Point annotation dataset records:
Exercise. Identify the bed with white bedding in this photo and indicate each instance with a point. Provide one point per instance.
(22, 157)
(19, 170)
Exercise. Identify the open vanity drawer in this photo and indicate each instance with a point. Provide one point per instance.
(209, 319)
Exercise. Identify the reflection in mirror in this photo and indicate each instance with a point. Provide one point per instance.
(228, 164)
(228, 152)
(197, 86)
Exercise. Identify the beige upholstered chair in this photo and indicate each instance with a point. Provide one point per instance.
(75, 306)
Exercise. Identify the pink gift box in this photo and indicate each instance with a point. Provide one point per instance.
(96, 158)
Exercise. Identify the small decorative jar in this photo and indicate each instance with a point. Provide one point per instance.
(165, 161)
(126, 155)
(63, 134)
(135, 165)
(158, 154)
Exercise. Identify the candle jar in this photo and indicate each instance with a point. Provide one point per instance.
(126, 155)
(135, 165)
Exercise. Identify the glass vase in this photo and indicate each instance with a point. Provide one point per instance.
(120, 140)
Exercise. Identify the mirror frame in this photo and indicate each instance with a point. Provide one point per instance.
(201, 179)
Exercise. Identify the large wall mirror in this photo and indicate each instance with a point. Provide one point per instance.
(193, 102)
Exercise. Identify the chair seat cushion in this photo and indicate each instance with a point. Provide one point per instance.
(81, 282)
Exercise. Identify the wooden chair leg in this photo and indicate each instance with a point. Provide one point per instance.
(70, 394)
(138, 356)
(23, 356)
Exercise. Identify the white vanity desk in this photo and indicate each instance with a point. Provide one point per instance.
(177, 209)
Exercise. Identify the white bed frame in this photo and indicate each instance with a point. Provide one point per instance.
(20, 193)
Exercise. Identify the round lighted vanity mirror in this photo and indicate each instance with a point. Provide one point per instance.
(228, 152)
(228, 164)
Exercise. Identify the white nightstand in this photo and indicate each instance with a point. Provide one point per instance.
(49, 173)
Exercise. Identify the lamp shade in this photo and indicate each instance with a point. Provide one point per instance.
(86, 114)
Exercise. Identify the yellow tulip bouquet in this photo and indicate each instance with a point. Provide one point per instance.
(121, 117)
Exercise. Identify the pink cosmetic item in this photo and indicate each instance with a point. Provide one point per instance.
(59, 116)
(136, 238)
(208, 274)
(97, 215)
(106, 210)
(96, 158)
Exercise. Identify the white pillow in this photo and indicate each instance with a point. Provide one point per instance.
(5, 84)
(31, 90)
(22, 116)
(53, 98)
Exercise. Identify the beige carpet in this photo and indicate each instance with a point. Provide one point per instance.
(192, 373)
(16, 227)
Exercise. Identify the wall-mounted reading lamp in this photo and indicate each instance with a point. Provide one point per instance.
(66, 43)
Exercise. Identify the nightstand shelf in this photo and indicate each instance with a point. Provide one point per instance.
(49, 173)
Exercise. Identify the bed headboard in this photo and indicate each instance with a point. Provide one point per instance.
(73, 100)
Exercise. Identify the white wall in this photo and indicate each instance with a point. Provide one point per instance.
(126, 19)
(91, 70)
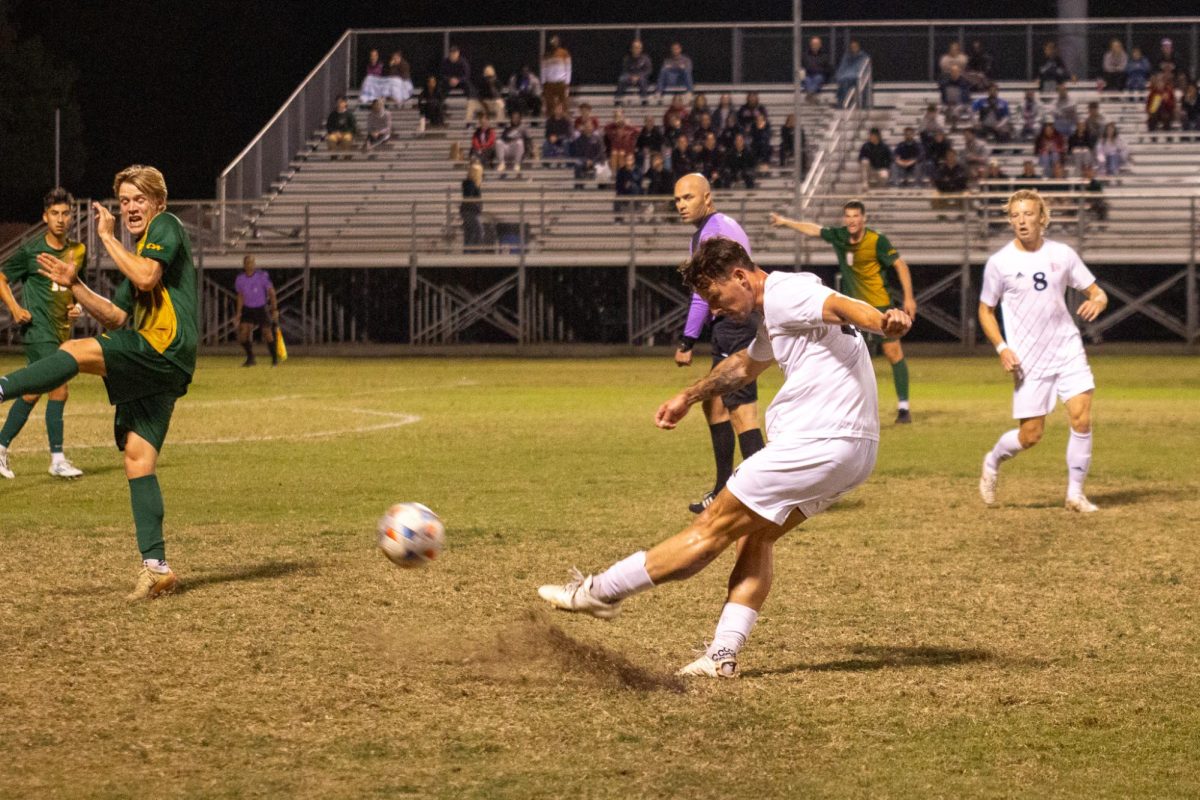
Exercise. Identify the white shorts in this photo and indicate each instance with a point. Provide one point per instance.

# WORK TO BE COMPLETED
In the records above, locate the line containing "Exercise. Identify the nightstand", then copy exactly that line and every line after it through the end, omitting pictures.

# ANSWER TO THIS PROBLEM
Exercise. Identify the nightstand shelf in this photo and indicate each instance with a point. Provide one point per instance.
(49, 173)
Exercise. Identify the bed headboard in this photo and indicate each instance with a point. Provide one point per instance.
(73, 100)
Exercise. Identify the white wall in this photo and indicate each instance with a point. Provide one point per instance.
(126, 19)
(91, 70)
Exercise. Identify the white shorts in this photo and indicate each instance with a point. Provide one point per instance.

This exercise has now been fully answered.